Reproduce verbatim the rows below, starting at the line that contains "TARGET = blue hard hat" and continuing through the last line of the rows, with both ends included.

▼

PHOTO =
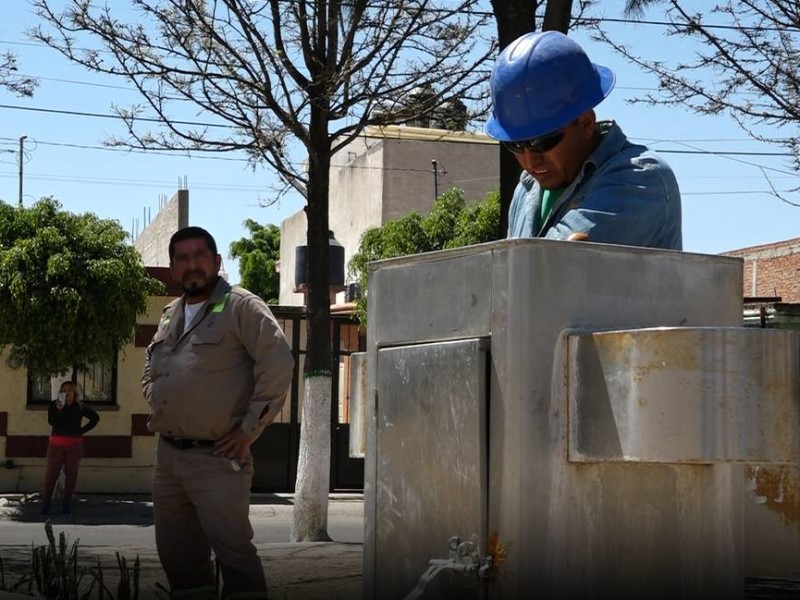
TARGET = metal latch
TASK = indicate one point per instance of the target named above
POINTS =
(464, 558)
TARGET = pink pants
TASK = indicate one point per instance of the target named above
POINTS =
(68, 457)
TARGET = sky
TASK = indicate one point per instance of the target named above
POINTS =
(726, 199)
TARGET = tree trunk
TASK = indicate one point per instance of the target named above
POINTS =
(310, 518)
(514, 18)
(557, 15)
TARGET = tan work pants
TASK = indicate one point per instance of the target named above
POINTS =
(201, 503)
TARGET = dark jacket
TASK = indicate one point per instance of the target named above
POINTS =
(67, 421)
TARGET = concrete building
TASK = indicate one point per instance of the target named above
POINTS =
(387, 173)
(120, 452)
(153, 242)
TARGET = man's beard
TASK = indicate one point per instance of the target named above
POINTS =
(195, 289)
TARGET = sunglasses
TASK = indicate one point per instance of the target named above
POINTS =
(541, 144)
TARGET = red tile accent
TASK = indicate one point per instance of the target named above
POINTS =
(95, 446)
(144, 333)
(139, 425)
(108, 446)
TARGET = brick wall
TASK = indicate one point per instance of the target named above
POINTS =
(772, 270)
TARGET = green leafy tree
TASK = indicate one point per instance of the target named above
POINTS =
(258, 256)
(70, 287)
(290, 83)
(451, 223)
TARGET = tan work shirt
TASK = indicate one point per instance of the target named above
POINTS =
(232, 366)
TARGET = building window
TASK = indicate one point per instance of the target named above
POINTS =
(97, 385)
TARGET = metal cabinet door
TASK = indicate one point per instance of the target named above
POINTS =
(431, 463)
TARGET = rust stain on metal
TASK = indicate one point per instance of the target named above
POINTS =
(779, 488)
(497, 551)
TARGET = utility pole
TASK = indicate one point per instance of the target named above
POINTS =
(435, 164)
(21, 159)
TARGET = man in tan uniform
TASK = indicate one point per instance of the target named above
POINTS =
(215, 375)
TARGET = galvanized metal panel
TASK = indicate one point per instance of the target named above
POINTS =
(431, 463)
(560, 529)
(446, 296)
(684, 395)
(358, 404)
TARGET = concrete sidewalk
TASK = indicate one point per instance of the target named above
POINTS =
(295, 571)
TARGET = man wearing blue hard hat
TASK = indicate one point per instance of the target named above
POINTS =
(581, 179)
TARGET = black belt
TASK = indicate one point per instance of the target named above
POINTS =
(183, 444)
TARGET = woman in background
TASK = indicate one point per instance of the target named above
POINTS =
(65, 448)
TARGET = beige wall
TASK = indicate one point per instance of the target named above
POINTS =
(384, 175)
(108, 475)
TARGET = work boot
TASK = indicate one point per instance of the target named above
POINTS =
(203, 592)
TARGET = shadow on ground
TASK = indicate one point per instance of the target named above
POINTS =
(86, 510)
(101, 509)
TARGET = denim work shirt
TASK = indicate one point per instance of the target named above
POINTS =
(623, 194)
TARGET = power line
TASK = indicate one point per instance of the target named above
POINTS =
(76, 113)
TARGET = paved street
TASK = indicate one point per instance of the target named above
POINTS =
(108, 524)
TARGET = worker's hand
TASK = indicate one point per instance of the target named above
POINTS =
(579, 236)
(234, 444)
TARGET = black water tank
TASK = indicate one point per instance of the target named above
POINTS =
(335, 264)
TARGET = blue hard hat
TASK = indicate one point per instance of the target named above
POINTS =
(542, 82)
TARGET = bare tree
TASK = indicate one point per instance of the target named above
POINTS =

▲

- **OUTPUT OF THE TASK**
TARGET = blue hard hat
TASK = indicate one point per instance of the target named above
POINTS =
(542, 82)
TARGET = bare tree
TASK = indicate one point per instance of the target named above
POINTS =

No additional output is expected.